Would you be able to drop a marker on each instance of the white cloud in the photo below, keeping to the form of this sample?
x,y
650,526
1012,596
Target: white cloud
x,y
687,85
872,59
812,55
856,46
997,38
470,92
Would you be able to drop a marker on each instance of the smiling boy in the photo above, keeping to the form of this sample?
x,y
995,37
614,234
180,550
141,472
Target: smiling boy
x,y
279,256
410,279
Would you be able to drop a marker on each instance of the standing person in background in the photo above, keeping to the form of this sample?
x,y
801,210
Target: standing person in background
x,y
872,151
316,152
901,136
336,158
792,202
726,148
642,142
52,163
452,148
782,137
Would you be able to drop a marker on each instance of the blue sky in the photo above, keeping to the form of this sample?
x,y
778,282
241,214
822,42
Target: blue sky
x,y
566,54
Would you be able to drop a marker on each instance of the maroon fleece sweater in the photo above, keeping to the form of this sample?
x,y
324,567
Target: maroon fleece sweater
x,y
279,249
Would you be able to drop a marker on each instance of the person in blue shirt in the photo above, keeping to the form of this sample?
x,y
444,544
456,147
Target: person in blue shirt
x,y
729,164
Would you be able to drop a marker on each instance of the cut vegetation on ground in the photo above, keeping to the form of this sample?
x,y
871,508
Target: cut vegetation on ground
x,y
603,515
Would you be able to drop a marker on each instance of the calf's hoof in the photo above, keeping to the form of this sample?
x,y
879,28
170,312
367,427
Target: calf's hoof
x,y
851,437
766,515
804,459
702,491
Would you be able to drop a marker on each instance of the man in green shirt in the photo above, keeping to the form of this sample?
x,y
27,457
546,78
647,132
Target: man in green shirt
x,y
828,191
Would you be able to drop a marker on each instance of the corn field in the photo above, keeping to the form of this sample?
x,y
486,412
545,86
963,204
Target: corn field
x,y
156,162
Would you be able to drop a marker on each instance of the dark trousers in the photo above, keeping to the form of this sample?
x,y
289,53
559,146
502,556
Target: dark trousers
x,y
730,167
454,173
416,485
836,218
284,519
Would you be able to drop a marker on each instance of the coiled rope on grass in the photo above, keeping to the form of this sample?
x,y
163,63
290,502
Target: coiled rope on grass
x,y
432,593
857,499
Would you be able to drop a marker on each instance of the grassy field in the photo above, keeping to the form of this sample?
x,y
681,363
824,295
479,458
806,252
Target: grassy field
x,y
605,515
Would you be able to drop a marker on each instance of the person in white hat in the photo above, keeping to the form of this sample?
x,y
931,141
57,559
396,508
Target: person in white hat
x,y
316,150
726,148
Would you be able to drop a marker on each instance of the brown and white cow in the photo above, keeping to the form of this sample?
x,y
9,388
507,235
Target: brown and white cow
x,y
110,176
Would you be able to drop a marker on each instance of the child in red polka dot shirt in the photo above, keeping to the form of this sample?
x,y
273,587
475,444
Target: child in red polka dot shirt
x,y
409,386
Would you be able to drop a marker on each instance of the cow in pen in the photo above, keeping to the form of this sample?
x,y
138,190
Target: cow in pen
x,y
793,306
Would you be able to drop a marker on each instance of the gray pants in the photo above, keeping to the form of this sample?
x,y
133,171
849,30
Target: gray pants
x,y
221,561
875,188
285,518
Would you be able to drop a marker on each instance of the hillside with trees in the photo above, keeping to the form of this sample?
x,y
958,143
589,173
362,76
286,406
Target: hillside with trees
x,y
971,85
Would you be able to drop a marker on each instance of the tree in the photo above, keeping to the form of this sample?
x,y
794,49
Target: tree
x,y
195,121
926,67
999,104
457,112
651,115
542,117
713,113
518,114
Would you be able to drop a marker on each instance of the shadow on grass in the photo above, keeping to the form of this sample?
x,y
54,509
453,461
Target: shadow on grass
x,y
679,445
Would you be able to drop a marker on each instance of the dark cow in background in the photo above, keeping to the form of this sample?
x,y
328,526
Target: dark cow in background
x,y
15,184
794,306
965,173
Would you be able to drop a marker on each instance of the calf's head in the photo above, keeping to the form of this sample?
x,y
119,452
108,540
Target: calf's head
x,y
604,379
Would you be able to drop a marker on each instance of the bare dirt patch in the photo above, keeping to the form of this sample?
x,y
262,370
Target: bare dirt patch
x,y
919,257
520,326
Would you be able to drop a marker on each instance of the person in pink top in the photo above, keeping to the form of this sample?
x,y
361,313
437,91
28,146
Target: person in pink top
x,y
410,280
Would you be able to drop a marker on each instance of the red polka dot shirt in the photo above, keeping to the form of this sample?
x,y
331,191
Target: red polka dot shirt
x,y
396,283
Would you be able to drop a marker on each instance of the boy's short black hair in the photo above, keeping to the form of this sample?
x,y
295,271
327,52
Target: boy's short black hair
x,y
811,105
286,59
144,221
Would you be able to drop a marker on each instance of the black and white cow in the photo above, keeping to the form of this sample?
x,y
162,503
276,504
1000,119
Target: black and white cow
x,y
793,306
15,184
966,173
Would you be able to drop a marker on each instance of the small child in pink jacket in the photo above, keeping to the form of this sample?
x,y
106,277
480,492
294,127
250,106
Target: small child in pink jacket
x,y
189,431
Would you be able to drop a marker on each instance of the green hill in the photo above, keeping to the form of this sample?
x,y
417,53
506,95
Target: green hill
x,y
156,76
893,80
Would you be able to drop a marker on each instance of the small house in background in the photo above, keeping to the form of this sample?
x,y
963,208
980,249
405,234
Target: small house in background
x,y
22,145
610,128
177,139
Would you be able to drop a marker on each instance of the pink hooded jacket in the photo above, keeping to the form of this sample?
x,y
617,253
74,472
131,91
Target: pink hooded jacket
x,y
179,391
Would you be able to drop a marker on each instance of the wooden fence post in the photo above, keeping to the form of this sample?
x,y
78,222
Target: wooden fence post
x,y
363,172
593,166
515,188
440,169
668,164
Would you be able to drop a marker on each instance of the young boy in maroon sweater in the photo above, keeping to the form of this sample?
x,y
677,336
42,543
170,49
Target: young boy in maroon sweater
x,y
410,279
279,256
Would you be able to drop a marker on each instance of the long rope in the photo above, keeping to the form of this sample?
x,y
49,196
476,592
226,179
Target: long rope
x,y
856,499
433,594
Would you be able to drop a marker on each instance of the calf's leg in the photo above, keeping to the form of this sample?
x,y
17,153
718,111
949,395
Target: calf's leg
══════════════════════════════
**WHAT IS ASKED**
Repeat each of the entries above precisely as given.

**RESPONSE TO THIS EXERCISE**
Would you be able to drop a marker on each instance of the white cloud in the photo below, keeping to the form of this sample?
x,y
650,526
1012,596
Target: white cloud
x,y
687,85
872,59
812,55
856,46
997,38
470,92
Would you be able to drop a marker on each instance of the smiling boy in the photo above, keeping to the form of this sample?
x,y
995,37
614,234
180,550
141,472
Target: smiling boy
x,y
279,256
410,279
Would you be able to drop a marker on each instance of the standing person in background in the photo above, keeping to the form of this sample?
x,y
801,210
Target: standing person in background
x,y
872,151
316,152
901,136
336,158
792,202
726,148
642,142
52,163
452,148
782,137
Would you be able to drop a marker on each instance of the blue sky in the photo above, keeping to the form of this sample?
x,y
778,282
241,214
822,42
Target: blue sky
x,y
566,54
Would you be able to drop a marker on each instance of the maroon fleece sweater in the photo above, keeping to the form of this sample?
x,y
324,567
Target: maroon fleece sweater
x,y
279,249
Would you be able to drop a marker on each instance of the person in blue shirt in the photo above, keeping to the form of this sample?
x,y
444,544
456,147
Target: person in blue shirt
x,y
729,164
Would you be able to drop a marker on each instance of the cut vegetation on ground in the photo above, keeping to the form of this sample?
x,y
871,508
Target: cut vegetation on ground
x,y
603,515
Would you be able to drop a marker on each instance of the calf's hoof in the photo above, keeping to the form of this sample?
x,y
879,28
170,312
367,427
Target: calf's hoof
x,y
851,437
766,515
804,459
702,491
Would you be able to drop a marker on each instance of the man in green shirt in the photo above, keeping to the form of this sample?
x,y
27,457
546,78
647,132
Target: man in green shirt
x,y
828,191
Would you be able to drop a marker on each instance of the corn field in the photo above, keeping to the form of this sample?
x,y
486,412
545,86
963,204
Target: corn field
x,y
156,162
Would you be able to drop a marker on each instance of the dark trousers in the photo above, keeping to the form of this sample?
x,y
289,53
559,146
502,556
Target: dark trousers
x,y
730,167
454,173
416,485
836,218
284,519
Would you be able to drop a marker on each instance of the coiled rope on grass in the photo above, keeping to the form of this sample?
x,y
163,63
290,502
Target: coiled rope on grass
x,y
432,593
857,499
Would you be able to drop a marker on each instance of the grassy field in the photo above, keeping to the form of this sample?
x,y
681,363
824,295
479,458
806,252
Target: grassy field
x,y
605,515
Would you be able to drop a marker on each instance of the person in white hat in the photo above, keeping to the form of this sample?
x,y
931,141
57,559
396,508
Target: person in white hat
x,y
316,150
726,148
Would you be able to drop a marker on each instance of the brown and white cow in the photo above, keeping to the form of this sample?
x,y
9,388
507,235
Target: brown and white cow
x,y
110,176
Would you be able to drop a marker on each instance of the child in red polka dot shirt in the photo above, keeping to the form of this sample?
x,y
273,587
475,444
Target: child in red polka dot shirt
x,y
409,386
Would you be able to drop a marker on each instance of the cow in pen in the photo above, keeping to the form of this sample?
x,y
138,190
Target: cow in pen
x,y
793,306
Would you be able to drop a marker on each instance of the gray pants in the photo above, keeping to the form of this sample?
x,y
133,171
849,30
Target: gray pants
x,y
221,561
875,188
285,518
Would you be able to drop a marker on each instance of the hillside with trees in the photo above, keeping to the form of this sample?
x,y
958,143
589,173
362,76
286,406
Target: hillside with trees
x,y
971,85
Would you be able to drop a marker on each instance of the tree in the photo above, keeping to the form of this sample?
x,y
794,49
Target: tree
x,y
195,121
926,67
999,104
457,112
651,115
542,117
713,113
518,114
Would you be able to drop a marker on each instance of the shadow on grass in the photo above, keeping to the form of this sample?
x,y
54,509
453,461
Target: shadow on grass
x,y
679,445
Would you be able to drop a marker on each instance of the dark cow in background in the photo above, keeping to the form of this sample?
x,y
328,526
Target: dark cow in background
x,y
15,184
794,306
965,173
Would you be able to drop a marker on each instance of the calf's head in the photo above, keeping to the form of this sample?
x,y
119,452
108,540
Target: calf's head
x,y
604,379
Would you be able to drop a marker on each instance of the bare dirt patch in the photo above, keeping to the form of this sample?
x,y
262,370
Target: bare dirt patch
x,y
919,257
520,326
Would you be able to drop a marker on each instance of the person in pink top in the photo above, keeping to the form of this sample?
x,y
361,313
437,91
28,146
Target: person in pink top
x,y
410,280
Would you be able to drop a marker on each instance of the red polka dot shirt in the photo above, keeping to the form of this sample?
x,y
331,191
Target: red polka dot shirt
x,y
396,283
Would you be able to drop a marker on each instance of the boy's short black hair in the photo above, keeping to the form of this sample?
x,y
295,271
327,52
Target: boy's short black hair
x,y
811,105
286,59
144,221
Would you be able to drop a marker on each instance of the black and white cow in the photo above, keeping to the form of this sample?
x,y
162,503
276,504
1000,119
Target: black and white cow
x,y
793,306
15,184
966,173
Would you be able to drop a marker on each instance of the small child in pink jacket in the photo above, keeping to the form of this sample?
x,y
106,277
480,492
294,127
250,106
Target: small child in pink jacket
x,y
189,431
Would you be able to drop a marker on each instance of the green hill in the photo above, keeping to the form of this sample?
x,y
417,53
506,95
Target: green hill
x,y
156,76
893,80
Would you be able to drop a marker on each instance of the small house in background in the photo above, keeping to the form of this sample?
x,y
963,208
980,249
405,234
Target: small house in background
x,y
22,145
610,128
177,139
Would you be able to drop a marker on each instance of the pink hooded jacket in the photo above, keeping to the form of this sample?
x,y
617,253
74,472
131,91
Target: pink hooded jacket
x,y
179,391
Would you be able to drop a marker on each instance of the wooden fence post in the photo above, keeping to the form of this sample?
x,y
78,222
Target: wooden fence post
x,y
363,172
593,166
515,188
440,169
668,164
Would you be able to drop a marker on each instance of the young boy in maroon sweater in the photo above, keeping to the form of this sample?
x,y
677,336
42,543
170,49
Target: young boy in maroon sweater
x,y
410,279
279,256
Would you be able to drop a marker on each instance of the long rope in the photo above, keeping to the form of this sample?
x,y
49,196
476,592
226,179
Target: long rope
x,y
856,499
433,594
Would you be able to drop a marker on each instance of the calf's leg in the photo above, keeping to the form of this sample?
x,y
17,153
718,111
949,395
Target: calf's leg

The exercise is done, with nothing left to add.